AIM OF THE TASK: What you return must match the listing below exactly.

EXERCISE INPUTS section start

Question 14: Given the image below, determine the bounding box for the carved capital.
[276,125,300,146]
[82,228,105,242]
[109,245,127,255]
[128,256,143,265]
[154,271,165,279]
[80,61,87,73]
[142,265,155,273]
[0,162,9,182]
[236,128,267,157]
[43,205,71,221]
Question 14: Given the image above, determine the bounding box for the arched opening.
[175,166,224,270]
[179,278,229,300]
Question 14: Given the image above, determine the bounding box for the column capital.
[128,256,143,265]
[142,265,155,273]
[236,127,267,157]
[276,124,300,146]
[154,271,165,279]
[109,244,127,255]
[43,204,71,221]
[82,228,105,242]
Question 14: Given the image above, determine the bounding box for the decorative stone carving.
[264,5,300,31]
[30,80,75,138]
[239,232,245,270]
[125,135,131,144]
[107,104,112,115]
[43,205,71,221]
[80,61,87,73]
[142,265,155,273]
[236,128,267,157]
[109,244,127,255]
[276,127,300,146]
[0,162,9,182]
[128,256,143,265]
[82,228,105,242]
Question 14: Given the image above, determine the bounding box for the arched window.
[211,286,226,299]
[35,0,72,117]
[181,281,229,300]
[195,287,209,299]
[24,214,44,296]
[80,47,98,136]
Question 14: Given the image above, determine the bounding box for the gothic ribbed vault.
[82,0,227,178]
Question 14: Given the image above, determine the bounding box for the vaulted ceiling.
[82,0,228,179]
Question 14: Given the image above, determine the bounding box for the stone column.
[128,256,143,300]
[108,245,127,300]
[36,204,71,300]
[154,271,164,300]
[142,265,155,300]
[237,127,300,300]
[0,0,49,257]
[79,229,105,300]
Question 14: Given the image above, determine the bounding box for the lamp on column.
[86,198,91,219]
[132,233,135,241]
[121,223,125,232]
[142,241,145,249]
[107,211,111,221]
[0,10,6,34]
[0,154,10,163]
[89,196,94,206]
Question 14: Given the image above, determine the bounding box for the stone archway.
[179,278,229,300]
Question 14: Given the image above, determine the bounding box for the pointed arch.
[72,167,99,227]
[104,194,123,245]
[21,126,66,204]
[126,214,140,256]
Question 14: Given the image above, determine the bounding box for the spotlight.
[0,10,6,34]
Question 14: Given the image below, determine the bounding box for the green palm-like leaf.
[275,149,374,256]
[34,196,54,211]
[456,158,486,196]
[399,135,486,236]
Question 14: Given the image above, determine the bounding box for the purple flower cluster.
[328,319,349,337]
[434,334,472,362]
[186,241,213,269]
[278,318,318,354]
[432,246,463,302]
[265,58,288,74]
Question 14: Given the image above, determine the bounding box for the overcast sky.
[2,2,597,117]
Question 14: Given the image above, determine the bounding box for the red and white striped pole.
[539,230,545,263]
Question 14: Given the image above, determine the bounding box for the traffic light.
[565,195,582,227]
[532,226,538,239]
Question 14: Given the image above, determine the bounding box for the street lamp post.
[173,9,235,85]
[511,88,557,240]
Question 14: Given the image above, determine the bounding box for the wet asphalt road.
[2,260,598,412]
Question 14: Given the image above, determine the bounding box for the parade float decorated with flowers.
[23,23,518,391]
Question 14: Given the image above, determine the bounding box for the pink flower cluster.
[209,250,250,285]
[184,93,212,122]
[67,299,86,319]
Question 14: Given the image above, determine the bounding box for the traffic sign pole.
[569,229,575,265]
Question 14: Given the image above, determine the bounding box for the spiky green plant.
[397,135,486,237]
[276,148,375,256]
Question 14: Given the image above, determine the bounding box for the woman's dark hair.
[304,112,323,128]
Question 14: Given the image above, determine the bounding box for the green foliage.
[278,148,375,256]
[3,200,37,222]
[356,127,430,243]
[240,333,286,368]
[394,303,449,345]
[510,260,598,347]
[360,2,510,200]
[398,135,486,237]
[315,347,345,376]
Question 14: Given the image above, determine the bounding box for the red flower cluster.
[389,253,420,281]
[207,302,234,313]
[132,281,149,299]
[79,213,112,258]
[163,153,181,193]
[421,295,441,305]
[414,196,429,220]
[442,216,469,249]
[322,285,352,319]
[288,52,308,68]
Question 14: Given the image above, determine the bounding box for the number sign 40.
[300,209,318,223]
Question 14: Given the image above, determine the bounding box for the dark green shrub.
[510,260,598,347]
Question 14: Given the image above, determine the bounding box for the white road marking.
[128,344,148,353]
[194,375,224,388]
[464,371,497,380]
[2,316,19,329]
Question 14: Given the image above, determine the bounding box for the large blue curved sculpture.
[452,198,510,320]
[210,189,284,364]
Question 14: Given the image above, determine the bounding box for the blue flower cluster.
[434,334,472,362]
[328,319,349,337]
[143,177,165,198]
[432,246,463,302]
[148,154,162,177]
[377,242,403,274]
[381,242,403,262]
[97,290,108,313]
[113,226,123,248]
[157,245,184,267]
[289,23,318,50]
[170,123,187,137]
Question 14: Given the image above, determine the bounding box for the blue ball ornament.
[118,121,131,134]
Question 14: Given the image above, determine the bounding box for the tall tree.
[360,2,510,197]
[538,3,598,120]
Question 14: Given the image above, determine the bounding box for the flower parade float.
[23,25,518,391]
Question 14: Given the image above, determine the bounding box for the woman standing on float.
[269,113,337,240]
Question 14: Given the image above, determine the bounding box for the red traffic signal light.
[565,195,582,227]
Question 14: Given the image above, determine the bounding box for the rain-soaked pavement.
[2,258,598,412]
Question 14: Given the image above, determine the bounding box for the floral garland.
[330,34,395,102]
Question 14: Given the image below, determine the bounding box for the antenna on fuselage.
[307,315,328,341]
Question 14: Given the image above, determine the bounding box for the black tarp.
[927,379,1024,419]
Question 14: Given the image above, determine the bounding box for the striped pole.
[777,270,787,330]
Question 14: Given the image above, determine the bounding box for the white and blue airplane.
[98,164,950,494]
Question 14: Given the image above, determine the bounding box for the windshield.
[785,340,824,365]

EXERCISE INPUTS section end

OUTPUT BELOW:
Question 14: Given the image below, determine the bounding box for the carved capital.
[276,125,300,146]
[82,228,105,242]
[109,245,127,255]
[128,256,143,265]
[154,271,165,279]
[80,61,87,73]
[142,265,155,273]
[0,162,9,182]
[236,128,267,157]
[43,205,71,221]
Question 14: Given the image above, determine the bounding box for the arched opening.
[175,166,224,270]
[179,278,229,300]
Question 14: Given the image above, determine the bounding box for the column capital.
[128,256,143,265]
[142,265,155,273]
[236,127,267,157]
[276,124,300,146]
[154,271,165,279]
[109,244,127,255]
[43,204,71,221]
[82,228,105,242]
Question 14: Given the image above, determine the bounding box for the decorative stone carving.
[264,5,300,31]
[30,80,75,138]
[239,232,245,270]
[125,135,131,144]
[107,104,112,115]
[43,205,71,221]
[80,61,87,73]
[142,265,155,273]
[236,128,267,157]
[109,244,127,255]
[276,127,300,146]
[0,162,9,182]
[128,256,143,265]
[82,228,105,242]
Question 14: Given the image above, determine the bounding box for the arched window.
[211,286,226,299]
[35,0,72,117]
[181,281,229,300]
[195,287,209,299]
[24,214,44,296]
[80,47,98,136]
Question 14: Given the image above, determine the bounding box for the gothic ribbed vault.
[82,0,227,178]
Question 14: Given the image above, determine the bounding box for the vaulted ceiling.
[82,0,228,179]
Question 14: Given the image above, determine the bounding box for the stone column.
[128,256,143,300]
[108,245,127,300]
[36,204,71,300]
[154,271,164,300]
[142,265,155,300]
[237,127,300,300]
[0,0,49,257]
[79,229,105,300]
Question 14: Given the image above, determine the bounding box for the lamp on column.
[86,198,91,219]
[132,233,135,241]
[121,223,125,232]
[142,241,145,249]
[107,211,111,221]
[0,10,6,34]
[0,154,10,163]
[89,196,94,206]
Question 14: Given the image above, determine the bounding box for the stone archway.
[179,278,229,300]
Question 14: Given the image above, determine the bounding box for the pointed arch.
[72,167,99,227]
[104,194,123,245]
[21,126,66,204]
[126,214,140,256]
Question 14: Given the image above, determine the bounding box for the spotlight.
[0,10,6,34]
Question 14: Given the image below, determine the bounding box for the green palm-like leaf.
[275,149,374,256]
[34,196,54,211]
[456,158,486,196]
[399,135,486,236]
Question 14: Given the image above, determine the bounding box for the purple flower cluster.
[328,319,349,337]
[434,334,472,362]
[186,241,213,269]
[278,318,318,354]
[432,246,463,302]
[265,58,288,74]
Question 14: Given the image above, determine the bounding box for the overcast sky.
[2,2,597,117]
Question 14: Given the image above, determine the bounding box for the red and white striped pole.
[539,230,545,263]
Question 14: Given the image above, determine the bounding box for the traffic light.
[565,195,582,227]
[532,226,538,239]
Question 14: Given the image above, determine the bounding box for the street lamp post.
[173,9,235,85]
[511,88,557,240]
Question 14: Given the image above, determine the bounding box for the wet asphalt road.
[2,260,598,412]
Question 14: Given the image above, determine the bounding box for the parade float decorated with flowers.
[23,23,518,391]
Question 14: Given the image above, determine the bounding box for the pink flower cluster.
[209,250,250,285]
[184,93,212,122]
[67,299,86,319]
Question 14: Given the image above, determine the bounding box for the traffic sign pole.
[569,229,575,265]
Question 14: Given the image above, determine the bounding box for the spiky green plant.
[397,135,486,237]
[276,148,375,256]
Question 14: Given the image above, determine the bounding box for the woman's dark hair.
[304,112,323,128]
Question 14: Given the image above, determine the bounding box for the green foliage.
[278,148,375,256]
[3,200,37,222]
[356,127,430,243]
[240,333,286,368]
[394,303,449,345]
[510,260,598,347]
[360,2,510,200]
[398,135,486,237]
[315,347,345,376]
Question 14: Given the image above, determine the bounding box for the red flower cluster.
[389,253,420,281]
[207,302,234,313]
[132,281,149,299]
[79,213,112,258]
[163,153,181,193]
[421,295,441,305]
[414,196,429,220]
[442,216,469,249]
[322,285,352,319]
[288,52,308,68]
Question 14: Given the image above, determine the bounding box for the number sign 40.
[300,209,318,223]
Question 14: Given the image above, determine the bounding box for the dark green shrub.
[510,260,598,347]
Question 14: Given the image above, determine the bounding box for the white road marking.
[128,344,148,353]
[194,375,224,388]
[464,371,497,380]
[2,316,19,329]
Question 14: Given the image above, determine the bounding box for the large blue curved sculpture.
[452,198,510,320]
[210,189,284,364]
Question 14: Given the image above, determine the bounding box for the blue flower cluster.
[434,334,472,362]
[328,319,349,337]
[143,177,165,198]
[432,246,463,302]
[148,154,162,177]
[377,242,403,274]
[381,242,403,262]
[97,290,108,313]
[113,226,123,248]
[157,245,184,267]
[289,23,318,50]
[170,123,187,137]
Question 14: Given the image above, determine the bounding box for the blue ball ornament.
[118,121,131,134]
Question 14: Given the image above, determine the bounding box for the tall tree.
[360,2,510,197]
[538,3,598,120]
Question 14: Given the image above, determine the bounding box for the flower parade float.
[23,25,518,391]
Question 14: Given the image above, determine the bounding box for the woman standing on float.
[269,113,337,240]
Question 14: Given the image above, determine the bounding box for the red traffic signal light.
[565,195,582,227]
Question 14: Given the image above, determine the bounding box for the rain-soaked pavement.
[2,258,598,412]
Question 14: Given the image above, determine the bounding box for the floral garland.
[330,34,395,102]
Question 14: Given the image below, determine the bounding box for the antenna on fuselage.
[307,315,328,341]
Question 14: Given the image above, determine the bounding box for the black tarp.
[927,379,1024,419]
Question 14: Given the image above, determine the bounding box for the striped pole.
[777,270,787,330]
Question 14: Given the image above, determine the bounding box for the white and blue airplane.
[98,164,950,494]
Question 14: Given the image above, determine the bounding box for the windshield.
[785,340,824,365]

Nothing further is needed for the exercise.